What needs to be done:
Rewrite all of the material below, changing each "hill in distance" to "distant hill" and keeping everything else the same. Leave the pictures out of your version.

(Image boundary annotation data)
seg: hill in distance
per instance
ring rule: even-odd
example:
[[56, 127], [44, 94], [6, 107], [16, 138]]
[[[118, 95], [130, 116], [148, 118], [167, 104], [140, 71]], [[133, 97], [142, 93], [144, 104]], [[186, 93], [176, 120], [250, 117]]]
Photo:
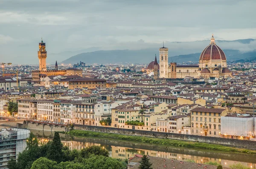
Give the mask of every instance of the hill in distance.
[[[218, 42], [232, 44], [232, 42], [239, 42], [241, 44], [249, 44], [255, 39], [239, 39], [234, 41], [216, 41], [217, 45]], [[208, 44], [209, 41], [205, 41]], [[188, 45], [194, 46], [198, 46], [199, 41], [192, 42], [173, 42], [174, 44], [179, 43], [184, 44], [187, 46]], [[198, 52], [193, 52], [192, 50], [180, 50], [177, 49], [175, 50], [173, 47], [171, 46], [169, 48], [169, 62], [172, 61], [178, 63], [182, 63], [188, 62], [198, 62], [201, 51], [204, 49], [196, 50]], [[221, 48], [221, 45], [219, 45]], [[173, 48], [172, 48], [173, 47]], [[197, 48], [201, 48], [201, 47]], [[119, 64], [125, 65], [127, 63], [149, 63], [150, 62], [154, 59], [154, 54], [157, 54], [157, 58], [159, 58], [159, 49], [158, 48], [148, 48], [138, 50], [110, 50], [110, 51], [98, 51], [82, 53], [72, 56], [62, 62], [61, 63], [73, 64], [79, 62], [80, 61], [84, 62], [88, 65], [92, 65], [95, 63], [103, 65], [108, 64]], [[195, 50], [194, 50], [195, 51]], [[223, 50], [229, 62], [233, 61], [241, 58], [247, 58], [249, 57], [256, 57], [256, 51], [246, 53], [241, 53], [239, 50], [224, 49]], [[180, 54], [180, 53], [186, 53], [186, 54]]]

Answer to this problem:
seg: distant hill
per instance
ring rule: even-odd
example:
[[56, 127], [44, 94], [6, 107], [16, 138]]
[[[118, 95], [130, 116], [148, 118], [167, 104], [140, 71]], [[133, 97], [142, 93], [144, 104]], [[186, 93], [176, 120], [250, 117]]]
Photo:
Give the mask of every instance of the distant hill.
[[[218, 42], [232, 44], [232, 42], [239, 42], [241, 44], [249, 44], [255, 39], [239, 39], [234, 41], [216, 41], [217, 45]], [[208, 44], [209, 41], [205, 41]], [[188, 45], [194, 46], [198, 46], [199, 41], [192, 42], [173, 42], [174, 44], [179, 43], [184, 44], [187, 46]], [[198, 52], [193, 52], [192, 50], [180, 50], [177, 49], [175, 50], [173, 47], [171, 46], [169, 48], [169, 62], [172, 61], [178, 63], [182, 63], [188, 62], [198, 62], [201, 51], [204, 49], [196, 50]], [[221, 48], [221, 45], [219, 45]], [[173, 48], [172, 48], [173, 47]], [[197, 48], [201, 48], [201, 47]], [[119, 64], [125, 65], [127, 63], [149, 63], [150, 62], [154, 59], [154, 54], [157, 54], [157, 58], [159, 58], [159, 49], [158, 48], [148, 48], [138, 50], [110, 50], [110, 51], [98, 51], [82, 53], [72, 56], [62, 62], [61, 63], [73, 64], [79, 62], [80, 61], [84, 62], [88, 65], [92, 65], [95, 63], [103, 65], [108, 64]], [[195, 50], [194, 50], [195, 51]], [[223, 50], [229, 62], [233, 61], [241, 58], [247, 58], [249, 57], [256, 57], [256, 51], [246, 53], [241, 53], [239, 50], [224, 49]], [[180, 54], [180, 53], [186, 53], [186, 54]]]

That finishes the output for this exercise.